Count the lines below that contain the word "wooden", and reply with only that number.

§ **DATA FOR THIS TASK**:
☆ ☆ ☆ ☆ ☆ ☆ ☆

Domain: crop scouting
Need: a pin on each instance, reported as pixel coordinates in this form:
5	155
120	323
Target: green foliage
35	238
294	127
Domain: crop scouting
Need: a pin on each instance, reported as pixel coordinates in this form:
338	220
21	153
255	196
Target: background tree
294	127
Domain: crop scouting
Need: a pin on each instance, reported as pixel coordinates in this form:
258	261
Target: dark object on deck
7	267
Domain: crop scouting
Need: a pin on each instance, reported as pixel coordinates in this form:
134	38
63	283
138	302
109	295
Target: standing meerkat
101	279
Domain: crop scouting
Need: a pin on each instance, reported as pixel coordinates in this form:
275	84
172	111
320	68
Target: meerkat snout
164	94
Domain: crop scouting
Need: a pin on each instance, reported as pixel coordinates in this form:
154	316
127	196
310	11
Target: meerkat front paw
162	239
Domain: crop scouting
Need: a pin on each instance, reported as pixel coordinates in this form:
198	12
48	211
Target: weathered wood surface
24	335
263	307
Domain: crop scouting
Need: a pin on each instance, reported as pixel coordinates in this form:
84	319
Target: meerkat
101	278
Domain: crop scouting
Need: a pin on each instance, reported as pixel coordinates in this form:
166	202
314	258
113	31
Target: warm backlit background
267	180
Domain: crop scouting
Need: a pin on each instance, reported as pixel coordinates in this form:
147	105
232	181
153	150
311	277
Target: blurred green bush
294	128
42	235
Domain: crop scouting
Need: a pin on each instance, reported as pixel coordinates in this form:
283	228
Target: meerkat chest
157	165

☆ ☆ ☆ ☆ ☆ ☆ ☆

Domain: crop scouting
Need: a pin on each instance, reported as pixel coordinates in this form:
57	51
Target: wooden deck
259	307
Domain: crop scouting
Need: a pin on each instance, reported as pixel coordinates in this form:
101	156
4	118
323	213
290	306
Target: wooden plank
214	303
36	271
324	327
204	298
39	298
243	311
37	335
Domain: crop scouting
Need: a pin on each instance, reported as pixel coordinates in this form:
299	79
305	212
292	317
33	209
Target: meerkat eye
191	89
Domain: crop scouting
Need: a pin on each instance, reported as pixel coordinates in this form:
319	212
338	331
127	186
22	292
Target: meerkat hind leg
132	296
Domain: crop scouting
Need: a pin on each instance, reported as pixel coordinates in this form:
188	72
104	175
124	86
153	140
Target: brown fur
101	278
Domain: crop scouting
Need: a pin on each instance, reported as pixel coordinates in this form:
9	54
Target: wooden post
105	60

☆ ☆ ☆ ☆ ☆ ☆ ☆

§ **EXERCISE RESULT**: 3